De Bartoli was a small boy during the years following World War II. The port of Marsala had been heavily bombed by the US and British air forces during the war. The population was hungry and left in abject poverty. De Bartoli, however, was born into the mercantile aristocracy of the Marsala wine trade. His mother’s father was Paolo Pellegrino, owner of the important Marsala house, Carlo Pellegrino. In 1948, Paolo Pellegrino purchased an automobile for his daughter, Giuseppina, Marco’s mother. She was the first woman in Marsala to have a driver’s license and to own her own vehicle. I can imagine three-year-old Marco clutching his mother as she drove through the swirling dust and rubble of post-war Marsala.
● ● ● ● ●
◆ **Exercise 1**: Write out the part of the passage on De Bartoli's boyhood in Marsala that starts with "De Bartoli was" and goes on through "of post-war Marsala.", word for word.
◆ **Exercise 2**: Return each line of the records that contains the string "white", matching case.

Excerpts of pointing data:
● ● ● ● ●
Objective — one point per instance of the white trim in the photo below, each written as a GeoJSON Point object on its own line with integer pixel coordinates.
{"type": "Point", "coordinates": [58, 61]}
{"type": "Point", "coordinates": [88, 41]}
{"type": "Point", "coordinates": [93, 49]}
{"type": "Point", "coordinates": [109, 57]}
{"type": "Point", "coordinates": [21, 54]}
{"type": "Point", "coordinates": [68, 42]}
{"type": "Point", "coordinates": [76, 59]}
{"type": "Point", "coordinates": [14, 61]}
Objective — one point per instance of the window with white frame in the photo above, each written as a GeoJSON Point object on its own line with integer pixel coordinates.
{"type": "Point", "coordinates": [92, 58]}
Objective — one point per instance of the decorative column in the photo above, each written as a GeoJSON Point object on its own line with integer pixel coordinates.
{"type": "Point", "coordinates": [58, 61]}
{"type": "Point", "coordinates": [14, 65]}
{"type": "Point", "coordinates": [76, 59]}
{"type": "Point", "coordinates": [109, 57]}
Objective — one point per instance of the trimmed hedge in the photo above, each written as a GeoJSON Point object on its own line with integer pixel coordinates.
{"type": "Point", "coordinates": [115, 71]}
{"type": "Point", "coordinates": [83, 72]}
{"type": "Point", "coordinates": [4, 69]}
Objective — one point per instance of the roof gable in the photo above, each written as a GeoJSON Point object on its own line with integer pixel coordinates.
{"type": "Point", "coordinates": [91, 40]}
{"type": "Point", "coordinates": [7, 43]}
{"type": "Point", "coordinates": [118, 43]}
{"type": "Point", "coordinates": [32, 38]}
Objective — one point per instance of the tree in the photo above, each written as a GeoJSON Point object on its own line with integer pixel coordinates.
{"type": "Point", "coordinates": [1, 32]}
● ● ● ● ●
◆ **Correct answer 1**:
De Bartoli was a small boy during the years following World War II. The port of Marsala had been heavily bombed by the US and British air forces during the war. The population was hungry and left in abject poverty. De Bartoli, however, was born into the mercantile aristocracy of the Marsala wine trade. His mother’s father was Paolo Pellegrino, owner of the important Marsala house, Carlo Pellegrino. In 1948, Paolo Pellegrino purchased an automobile for his daughter, Giuseppina, Marco’s mother. She was the first woman in Marsala to have a driver’s license and to own her own vehicle. I can imagine three-year-old Marco clutching his mother as she drove through the swirling dust and rubble of post-war Marsala.

◆ **Correct answer 2**:
Objective — one point per instance of the white trim in the photo below, each written as a GeoJSON Point object on its own line with integer pixel coordinates.
Objective — one point per instance of the window with white frame in the photo above, each written as a GeoJSON Point object on its own line with integer pixel coordinates.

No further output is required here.